===== Exercise text =====

Brain Awareness Week 2008 -Drawing on Consciousness

'Drawing on Consciousness' was a special symposium organised by the Institute of Neuroscience and Culture Lab. The symposium included:

  • Professor Humphrey's keynote lecture,
  • a performance by the poet and playwright Valerie Laws,
  • presentations by the artists Susan Aldworth and Richard Talbot and neuroscientist Fiona LeBeau,
  • an interdisciplinary panel discussion including philosopher Sinead Murphy, musician and theorist David Clarke, neuropathologist Elaine Perry and neuroscientist Anya Hurlbert, led by Sally Jane Norman, director of the Culture Lab.

Consciousness Symposium Keynote Lecture, 14 March 2008 - The Necessity of Consciousness: Why Human Zombies Would be an Evolutionary Dead End

Professor Nick Humphrey, Centre for Philosophy of Natural and Social Science, LSE

The hard problem of consciousness is to explain the experience of qualia - the felt redness of red, the felt pain of a bee sting. But everything gets easier once we realise that what has to be explained is not how qualia can exist as objective entities but rather why the conscious subject should believe that they exist. In this lecture I'll lay out a programme for doing this. I'll make radical proposals as to how the "qualia illusion" is created, and why sustaining this illusion is biologically adaptive - how it turns our life around.

===== Available data =====

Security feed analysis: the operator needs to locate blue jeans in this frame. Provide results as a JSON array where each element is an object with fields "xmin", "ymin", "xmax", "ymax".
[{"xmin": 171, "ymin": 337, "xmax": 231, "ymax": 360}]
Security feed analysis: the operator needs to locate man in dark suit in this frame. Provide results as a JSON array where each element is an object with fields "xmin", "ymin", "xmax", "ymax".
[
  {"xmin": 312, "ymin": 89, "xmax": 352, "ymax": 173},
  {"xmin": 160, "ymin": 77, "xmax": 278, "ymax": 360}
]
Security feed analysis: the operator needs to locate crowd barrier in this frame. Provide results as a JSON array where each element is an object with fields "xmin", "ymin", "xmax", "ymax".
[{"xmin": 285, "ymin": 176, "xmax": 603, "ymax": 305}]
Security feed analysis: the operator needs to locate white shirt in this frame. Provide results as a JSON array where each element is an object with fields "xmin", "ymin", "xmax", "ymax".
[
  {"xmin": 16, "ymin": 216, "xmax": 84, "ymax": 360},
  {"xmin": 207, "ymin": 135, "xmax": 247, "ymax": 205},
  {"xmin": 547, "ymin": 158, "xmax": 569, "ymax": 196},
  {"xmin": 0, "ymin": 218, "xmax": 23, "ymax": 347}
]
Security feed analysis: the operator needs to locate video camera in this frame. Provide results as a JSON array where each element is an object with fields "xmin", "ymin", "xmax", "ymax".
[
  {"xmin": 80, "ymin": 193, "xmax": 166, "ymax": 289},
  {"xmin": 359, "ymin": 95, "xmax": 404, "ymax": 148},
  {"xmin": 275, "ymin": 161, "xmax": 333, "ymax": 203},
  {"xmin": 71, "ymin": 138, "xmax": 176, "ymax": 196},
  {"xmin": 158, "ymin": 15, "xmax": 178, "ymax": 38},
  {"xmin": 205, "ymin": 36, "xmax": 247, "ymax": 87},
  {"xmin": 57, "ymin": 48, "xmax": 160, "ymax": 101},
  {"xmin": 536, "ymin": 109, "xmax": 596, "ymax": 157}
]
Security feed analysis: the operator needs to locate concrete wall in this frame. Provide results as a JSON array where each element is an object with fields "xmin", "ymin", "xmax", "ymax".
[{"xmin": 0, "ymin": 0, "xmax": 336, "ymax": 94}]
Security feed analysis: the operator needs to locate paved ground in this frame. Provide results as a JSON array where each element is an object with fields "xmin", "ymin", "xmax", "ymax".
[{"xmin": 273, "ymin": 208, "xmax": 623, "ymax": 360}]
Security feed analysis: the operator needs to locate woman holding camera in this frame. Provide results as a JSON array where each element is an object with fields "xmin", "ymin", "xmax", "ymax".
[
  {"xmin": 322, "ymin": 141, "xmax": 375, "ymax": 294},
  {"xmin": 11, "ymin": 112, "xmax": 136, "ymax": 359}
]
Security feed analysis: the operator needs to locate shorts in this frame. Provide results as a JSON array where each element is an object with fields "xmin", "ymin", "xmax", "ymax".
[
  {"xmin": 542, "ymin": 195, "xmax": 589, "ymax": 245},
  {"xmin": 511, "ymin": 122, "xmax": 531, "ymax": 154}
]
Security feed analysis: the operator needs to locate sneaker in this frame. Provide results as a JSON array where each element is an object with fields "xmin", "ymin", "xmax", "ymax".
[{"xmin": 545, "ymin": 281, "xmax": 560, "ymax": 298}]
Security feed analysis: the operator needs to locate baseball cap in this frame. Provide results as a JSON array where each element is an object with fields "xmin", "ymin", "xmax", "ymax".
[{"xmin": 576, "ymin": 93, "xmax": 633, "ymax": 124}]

=====

(Problems to work on):
- a) Write out, without any change, the part of the consciousness symposium text that begins with the words containing "Brain Awareness Week" and ends with "the Culture Lab.".
- b) Write what comes next in the consciousness symposium text, continuing from its final sentence.

(Answers for this exercise):
- a)
Brain Awareness Week 2008 -Drawing on Consciousness

'Drawing on Consciousness' was a special symposium organised by the Institute of Neuroscience and Culture Lab. The symposium included:

  • Professor Humphrey's keynote lecture,
  • a performance by the poet and playwright Valerie Laws,
  • presentations by the artists Susan Aldworth and Richard Talbot and neuroscientist Fiona LeBeau,
  • an interdisciplinary panel discussion including philosopher Sinead Murphy, musician and theorist David Clarke, neuropathologist Elaine Perry and neuroscientist Anya Hurlbert, led by Sally Jane Norman, director of the Culture Lab.

- b)
Scribing the Soul – Exhibition at Customs House

Susan Aldworth's art explores the nature of consciousness. In 1999, the experience of observing her brain live on a monitor during a diagnostic brain scan triggered an ongoing fascination with the relationship between the physical brain and the sense of self. Since then Aldworth has worked and collaborated with doctors, neuroscientists, neuropsychologists, etchers, artists and musicians in pursuit of this elusive subject. She has observed numerous brain scans in hospitals and undergone research brain scans herself to try to make sense of the material basis of personality. In parallel with these investigations she has experimented with etching techniques in collaboration with master etcher Nigel Oxley and developed a radical method whose chemical processes are analogous to those in the brain that might be responsible for personality. Aldworth also works with animated film, digital print and light installation. Scribing the Soul is the result of her tracking consciousness over the past seven years. The works in the exhibition employ a variety of forms which have been chosen in response to the environments in which Aldworth has worked during this project.

She used graphite and acrylic inks on paper when observing cerebral angiograms in a hospital operating theatre, as this enabled her to respond with an immediacy to medical procedures. These drawings produced on location were the inspiration for the experimental etchings created in the studio after each session. The etchings have an intensity and were able to be far more considered than the location drawings from which they are derived.

The inclusion of film in Susan Aldworth’s work was a departure for her but seemed an obvious medium to explore in this context. This body of work consistently refers back to the lines and pathways of cerebral arteries seen during scanning procedures during her residency at the Royal London Hospital. Aldworth found these authentic marks of the brain aesthetically exciting and they became the language used to develop her work. Recently, Aldworth has spent some time observing the work of neuroscientist Dr Fiona Le Beau at the Institute of Neuroscience at Newcastle University. Le Beau studies the activity, connections and networks in the cerebral cortex that are involved in cognitive processing and consciousness. But there is a fundamental methodological problem in consciousness research for scientists – the fact that conscious experience is always tied to an individual, first person perspective.

Aldworth’s new works are routed in this interface of art and science.